> [BRIEF]: From the entries that follow, gather each line holding the word "below".

> [MATERIAL SHOWN]:
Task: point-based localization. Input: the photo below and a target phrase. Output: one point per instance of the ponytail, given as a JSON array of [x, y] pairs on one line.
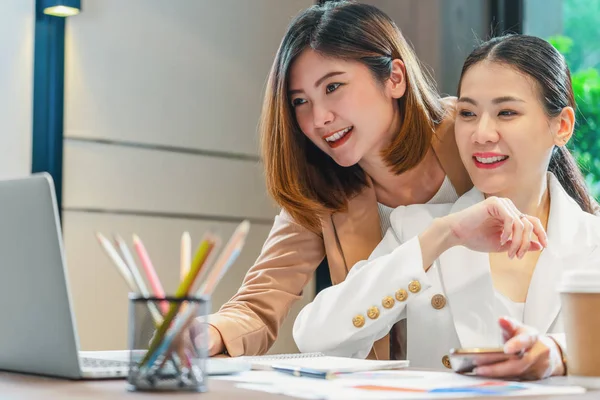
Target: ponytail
[[564, 167]]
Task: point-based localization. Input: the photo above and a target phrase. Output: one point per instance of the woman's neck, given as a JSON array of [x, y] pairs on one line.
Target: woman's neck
[[416, 186]]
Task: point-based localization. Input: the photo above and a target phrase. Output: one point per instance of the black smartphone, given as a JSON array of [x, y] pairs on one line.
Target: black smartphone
[[465, 360]]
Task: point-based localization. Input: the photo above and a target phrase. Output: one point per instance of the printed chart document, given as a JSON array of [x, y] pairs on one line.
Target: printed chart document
[[392, 384], [321, 362]]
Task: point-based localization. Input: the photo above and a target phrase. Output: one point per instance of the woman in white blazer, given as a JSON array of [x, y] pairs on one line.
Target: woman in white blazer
[[453, 270]]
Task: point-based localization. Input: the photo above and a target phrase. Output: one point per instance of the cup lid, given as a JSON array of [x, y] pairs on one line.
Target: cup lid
[[580, 281]]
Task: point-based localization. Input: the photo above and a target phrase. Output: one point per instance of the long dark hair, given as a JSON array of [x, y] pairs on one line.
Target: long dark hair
[[302, 179], [539, 60]]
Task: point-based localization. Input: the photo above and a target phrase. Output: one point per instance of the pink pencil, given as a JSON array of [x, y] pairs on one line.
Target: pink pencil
[[150, 272]]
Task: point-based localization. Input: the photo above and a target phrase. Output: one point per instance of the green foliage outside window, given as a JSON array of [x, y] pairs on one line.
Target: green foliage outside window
[[580, 44]]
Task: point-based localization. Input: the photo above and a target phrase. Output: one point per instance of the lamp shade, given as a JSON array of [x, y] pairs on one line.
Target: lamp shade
[[61, 8]]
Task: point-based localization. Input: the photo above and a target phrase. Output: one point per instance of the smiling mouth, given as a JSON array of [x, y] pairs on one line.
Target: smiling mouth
[[339, 135], [490, 160]]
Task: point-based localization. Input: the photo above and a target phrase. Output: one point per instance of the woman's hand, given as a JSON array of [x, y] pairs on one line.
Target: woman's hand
[[541, 355], [496, 225], [491, 226]]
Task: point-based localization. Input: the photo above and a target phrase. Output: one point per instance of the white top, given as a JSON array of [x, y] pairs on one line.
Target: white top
[[446, 194], [509, 308], [391, 285]]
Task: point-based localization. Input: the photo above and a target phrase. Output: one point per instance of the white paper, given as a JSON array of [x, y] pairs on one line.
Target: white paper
[[391, 385]]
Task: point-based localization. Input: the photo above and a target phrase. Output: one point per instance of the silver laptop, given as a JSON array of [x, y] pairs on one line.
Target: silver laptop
[[38, 333], [37, 325]]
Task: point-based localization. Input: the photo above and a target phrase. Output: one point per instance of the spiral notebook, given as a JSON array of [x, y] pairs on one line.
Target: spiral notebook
[[321, 362]]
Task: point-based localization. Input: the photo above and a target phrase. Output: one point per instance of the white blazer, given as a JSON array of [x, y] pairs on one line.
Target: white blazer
[[346, 319]]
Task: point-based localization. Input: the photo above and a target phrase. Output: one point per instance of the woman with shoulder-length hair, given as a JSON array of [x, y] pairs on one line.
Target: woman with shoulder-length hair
[[352, 126], [482, 280]]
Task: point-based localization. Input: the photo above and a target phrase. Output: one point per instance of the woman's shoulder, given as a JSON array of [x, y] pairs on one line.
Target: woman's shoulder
[[409, 221]]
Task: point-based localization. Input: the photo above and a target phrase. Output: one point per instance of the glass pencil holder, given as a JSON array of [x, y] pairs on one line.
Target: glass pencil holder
[[168, 344]]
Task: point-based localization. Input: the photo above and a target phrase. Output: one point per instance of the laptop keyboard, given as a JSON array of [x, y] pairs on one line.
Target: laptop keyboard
[[88, 362]]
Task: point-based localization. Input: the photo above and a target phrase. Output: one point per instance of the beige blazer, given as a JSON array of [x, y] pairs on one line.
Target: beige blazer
[[249, 322]]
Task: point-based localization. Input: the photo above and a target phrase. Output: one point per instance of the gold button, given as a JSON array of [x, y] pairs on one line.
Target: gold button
[[446, 362], [388, 302], [373, 312], [358, 321], [438, 301], [401, 295], [414, 287]]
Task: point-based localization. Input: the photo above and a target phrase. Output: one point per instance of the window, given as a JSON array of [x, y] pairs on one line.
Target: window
[[573, 27]]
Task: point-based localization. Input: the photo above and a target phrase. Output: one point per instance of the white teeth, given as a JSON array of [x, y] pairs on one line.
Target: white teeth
[[338, 135], [490, 160]]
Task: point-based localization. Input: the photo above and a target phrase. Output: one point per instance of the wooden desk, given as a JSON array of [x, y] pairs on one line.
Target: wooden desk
[[16, 386]]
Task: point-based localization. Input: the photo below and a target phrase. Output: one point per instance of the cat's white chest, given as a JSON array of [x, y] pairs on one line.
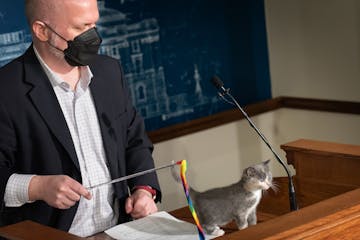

> [ANSWER AREA]:
Task: point-based localization. Input: the photo below and a target phrase. Output: one point per instance of the ponytail, given as a JSON array of [x, y] pairs on one line.
Task: point-based localization. Input: the photo below and a target phrase. Output: one point per instance of the cat's white chest, given as a JSON array of [x, y] pairs on one line.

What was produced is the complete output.